Available data:

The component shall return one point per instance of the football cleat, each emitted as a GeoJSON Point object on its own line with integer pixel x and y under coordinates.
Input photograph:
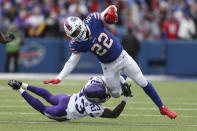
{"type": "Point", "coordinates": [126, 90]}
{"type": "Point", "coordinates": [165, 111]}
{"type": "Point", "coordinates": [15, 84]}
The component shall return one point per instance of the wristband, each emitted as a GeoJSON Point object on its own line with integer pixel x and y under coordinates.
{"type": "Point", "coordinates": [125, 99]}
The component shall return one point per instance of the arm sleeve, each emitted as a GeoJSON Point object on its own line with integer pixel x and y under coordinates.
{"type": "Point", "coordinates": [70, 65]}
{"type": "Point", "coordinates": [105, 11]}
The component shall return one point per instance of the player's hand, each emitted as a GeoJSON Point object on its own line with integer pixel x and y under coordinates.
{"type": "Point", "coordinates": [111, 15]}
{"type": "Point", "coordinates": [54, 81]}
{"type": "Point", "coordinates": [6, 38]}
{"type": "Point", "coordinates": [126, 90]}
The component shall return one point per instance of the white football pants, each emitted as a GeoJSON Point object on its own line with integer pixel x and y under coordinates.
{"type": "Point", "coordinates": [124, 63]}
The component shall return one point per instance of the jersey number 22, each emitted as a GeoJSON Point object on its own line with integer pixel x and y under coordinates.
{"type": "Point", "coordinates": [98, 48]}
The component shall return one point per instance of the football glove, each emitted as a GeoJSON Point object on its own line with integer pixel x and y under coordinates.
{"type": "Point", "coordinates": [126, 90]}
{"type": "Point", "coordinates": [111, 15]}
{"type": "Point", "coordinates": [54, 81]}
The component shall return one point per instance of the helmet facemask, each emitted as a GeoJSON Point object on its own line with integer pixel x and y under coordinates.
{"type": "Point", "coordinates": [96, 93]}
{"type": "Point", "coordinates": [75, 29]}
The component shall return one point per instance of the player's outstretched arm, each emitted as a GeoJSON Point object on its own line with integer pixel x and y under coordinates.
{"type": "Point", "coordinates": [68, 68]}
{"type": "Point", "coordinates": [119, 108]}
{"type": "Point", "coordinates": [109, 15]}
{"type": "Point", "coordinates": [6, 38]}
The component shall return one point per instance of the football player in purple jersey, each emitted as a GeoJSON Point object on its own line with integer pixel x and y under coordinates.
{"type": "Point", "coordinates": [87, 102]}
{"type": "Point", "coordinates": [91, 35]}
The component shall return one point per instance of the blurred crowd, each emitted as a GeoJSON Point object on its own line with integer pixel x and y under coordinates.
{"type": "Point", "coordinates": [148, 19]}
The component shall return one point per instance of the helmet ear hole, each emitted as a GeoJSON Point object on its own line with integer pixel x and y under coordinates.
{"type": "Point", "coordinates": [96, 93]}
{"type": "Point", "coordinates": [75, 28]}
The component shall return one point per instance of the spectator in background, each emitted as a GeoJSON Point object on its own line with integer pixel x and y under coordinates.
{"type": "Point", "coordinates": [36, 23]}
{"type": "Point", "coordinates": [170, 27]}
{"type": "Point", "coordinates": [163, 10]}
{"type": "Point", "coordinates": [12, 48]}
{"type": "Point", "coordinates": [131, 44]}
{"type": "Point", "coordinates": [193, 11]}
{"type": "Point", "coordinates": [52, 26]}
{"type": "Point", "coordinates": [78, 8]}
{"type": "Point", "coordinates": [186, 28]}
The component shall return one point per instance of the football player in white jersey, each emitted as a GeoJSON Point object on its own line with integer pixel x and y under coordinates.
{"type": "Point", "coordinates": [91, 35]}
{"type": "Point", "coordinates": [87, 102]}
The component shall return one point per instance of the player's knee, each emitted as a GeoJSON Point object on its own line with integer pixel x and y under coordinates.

Short task: Copy all of the lines above word for word, leaving out the pictures.

Completed task:
The component shall return one point per instance of the football cleat, each emitted as a GeoJSON Point object on its own line with integer pixel x and y under coordinates.
Input photograph:
{"type": "Point", "coordinates": [126, 90]}
{"type": "Point", "coordinates": [165, 111]}
{"type": "Point", "coordinates": [15, 84]}
The component shall return one point per instance of the wristband, each emitted as a GeoJSON Point object on its own line with integer pixel x and y under coordinates.
{"type": "Point", "coordinates": [125, 99]}
The component shall return one point per instance of the arm sleeve, each emitted as a GeoJSON Point object on its own line with integer pixel x and y under coordinates.
{"type": "Point", "coordinates": [70, 65]}
{"type": "Point", "coordinates": [105, 11]}
The component shall return one point per instance of the player's hand, each emitted as a GeoJSON Point object on its own line with integer pixel x and y under coordinates.
{"type": "Point", "coordinates": [111, 15]}
{"type": "Point", "coordinates": [54, 81]}
{"type": "Point", "coordinates": [6, 38]}
{"type": "Point", "coordinates": [126, 90]}
The component shall return one point per instance of the white football pants, each emitted as a GeoJSON Point object on its own line with integer pixel x and y under coordinates.
{"type": "Point", "coordinates": [124, 63]}
The component shall return one point per instance of the jersey number 22, each emitted as a GeoJSON Point object on its own line with integer pixel x and y under coordinates.
{"type": "Point", "coordinates": [98, 48]}
The component shall return one point per instance of the football glove, each emitted as a GeoJSON Point object on its own line with integer pixel x and y under coordinates.
{"type": "Point", "coordinates": [126, 90]}
{"type": "Point", "coordinates": [111, 15]}
{"type": "Point", "coordinates": [54, 81]}
The component shall return one point per instance of the helmet facemask, each emitted as a GeoJSON Point object on its own line with integer pixel x and y under coordinates.
{"type": "Point", "coordinates": [96, 93]}
{"type": "Point", "coordinates": [75, 29]}
The component shall return one point per instance of the player's outstretched arm, each emitted as a GeoJSON Point object on its own line with integer pixel x and y under coordinates.
{"type": "Point", "coordinates": [68, 68]}
{"type": "Point", "coordinates": [119, 108]}
{"type": "Point", "coordinates": [109, 15]}
{"type": "Point", "coordinates": [6, 38]}
The component shall return one point per instance of the football player in purple jersey, each emitted as a GeoJSON Point object on its own line with integer pixel x and y under coordinates.
{"type": "Point", "coordinates": [87, 102]}
{"type": "Point", "coordinates": [91, 35]}
The component shall return one point per instance of the blurred crowd, each emitted as a GeoJSON Point object on its own line with integer pixel x and y under coordinates.
{"type": "Point", "coordinates": [148, 19]}
The component shall return one point per instance of the helmet ear hole, each emitted as a GeoJSON Point object on its own line with integer pixel x and y under coordinates.
{"type": "Point", "coordinates": [96, 93]}
{"type": "Point", "coordinates": [75, 28]}
The component shall return one point per instance of the spectator in background, each emitted as a GeoJSON Point object on its own line with integer pixel x and y under coordinates.
{"type": "Point", "coordinates": [36, 23]}
{"type": "Point", "coordinates": [170, 27]}
{"type": "Point", "coordinates": [163, 10]}
{"type": "Point", "coordinates": [12, 48]}
{"type": "Point", "coordinates": [131, 44]}
{"type": "Point", "coordinates": [193, 11]}
{"type": "Point", "coordinates": [52, 26]}
{"type": "Point", "coordinates": [78, 8]}
{"type": "Point", "coordinates": [186, 28]}
The component shall return one point per instance of the football player in white jersey, each emitted as a GeoJSON Point object on its own line with integer pixel x and y under coordinates.
{"type": "Point", "coordinates": [91, 35]}
{"type": "Point", "coordinates": [87, 102]}
The component shall return one point per instance of the player's knee, each emitted as a GeoJSON Point object on its own line with integer pixel x and y under coordinates.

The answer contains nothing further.